* 任务要求:
根据下面的文档正文,1845年2月李太郭在福州城内的什么地方租到了房屋?

* 文档正文:
________
李太郭上任后,要在福州设立领事馆,刘韵珂与徐继畲密商:和约内所谓的“城邑”系兼指城内城外,但我们不妨只准其在城外开馆。于是徐继畲告诉李太郭,“城邑二字,系兼指城内城外”,而“英人前来通商,自应在城外居住”。他把李太郭引到了城外一个偏僻荒凉的地方-城南港区南台。刘、徐二人给道光皇上联合上奏,折子里明说:“查江南原议和约,虽载有英国领事官住在广州、福州等五处城邑,专理商贾事宜等语,惟并未注明城内”。折子中夹带的留中密片却说:“查核原议和约,载有领事住居城邑之语,原指城内而言,该夷所请本非违约妄求。”

李太郭虽然是个博物学家,但是面对刘、徐的阴招,居然也没啥发现。四个月之后,英国驻华全权公使德庇时(J.Davis)到福州访问,发现他们的领事“被安置在城外一片泥地上用木杆架成的一个简陋房子里”,对此他表示了严重的不满-德庇时拒绝在领事馆接见中国官员的拜访,要求他们到自己的巡洋舰上会晤。他向中方建议,让他们的领事去城内租住白塔寺。刘、徐一听,表面上同意,暗中却授意士绅联名请愿,拒绝英人入城。官绅没有配合好,所 以,四个月的纠缠后,1845年2月,李太郭取得了成功,在城内乌石山积翠寺租到了房屋。据说这房屋“高大而通气,宽畅而堂皇”。不过这种成功是相对的,领事住了城内是不错,但是别指望福州人民把您当人看:“住在这里领事馆的人,实际上是些囚犯,他们如果不冒着被推挤和侮辱的危险就不能离开屋子”。德庇时给刘韵珂写信指明了福州人民的这种不友好,刘总督老老实实的回复说:确实如此。以后再出门,申请我方派兵陪同吧。问题是这根本不是个办法,外国人自由惯了,不习惯这种软禁般的生活方式,中国方面也没有此等快速方便的出警热情与能力。于是,领事馆里的英人,出个门也不容易。翻译巴夏礼在城内散步的时候,老百姓边往他身上投石头子儿边大骂。在中国内部,也就是跟人通奸的女人才有此等待遇吧。

虽然既挨石头子儿又挨骂,混得象个中国奸妇;但从权利方面说,英国领事总算进驻福州城了。不过,自作聪明的刘韵珂还多玩了一手,指示徐继畲与李太郭签个条约,规定:惟领事馆可以租住城内,其他夷商俱住城外港口,不管城内城外,租房的时候需送地方官用印,不得私租。
________
* 记录数据:
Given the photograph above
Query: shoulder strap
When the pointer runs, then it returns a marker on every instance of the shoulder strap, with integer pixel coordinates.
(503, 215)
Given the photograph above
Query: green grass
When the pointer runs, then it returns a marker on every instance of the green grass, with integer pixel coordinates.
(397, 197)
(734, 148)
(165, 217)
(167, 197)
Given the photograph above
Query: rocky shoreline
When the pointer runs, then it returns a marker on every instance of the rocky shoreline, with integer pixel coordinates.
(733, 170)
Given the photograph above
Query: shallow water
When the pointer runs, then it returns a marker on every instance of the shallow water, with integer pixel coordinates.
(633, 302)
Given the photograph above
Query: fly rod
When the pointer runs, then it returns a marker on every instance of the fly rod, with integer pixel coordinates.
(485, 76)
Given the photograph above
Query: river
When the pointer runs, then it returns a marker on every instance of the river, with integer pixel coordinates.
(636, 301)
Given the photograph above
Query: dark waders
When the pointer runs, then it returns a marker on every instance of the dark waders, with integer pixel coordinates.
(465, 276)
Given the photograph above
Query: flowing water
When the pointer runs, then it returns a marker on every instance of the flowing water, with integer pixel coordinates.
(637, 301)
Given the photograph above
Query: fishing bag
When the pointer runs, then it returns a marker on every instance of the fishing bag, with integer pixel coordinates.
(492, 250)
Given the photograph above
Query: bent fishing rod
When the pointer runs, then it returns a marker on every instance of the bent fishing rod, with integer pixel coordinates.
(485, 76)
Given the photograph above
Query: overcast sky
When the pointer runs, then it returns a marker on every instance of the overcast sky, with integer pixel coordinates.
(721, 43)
________
* 本题答案:
乌石山积翠寺。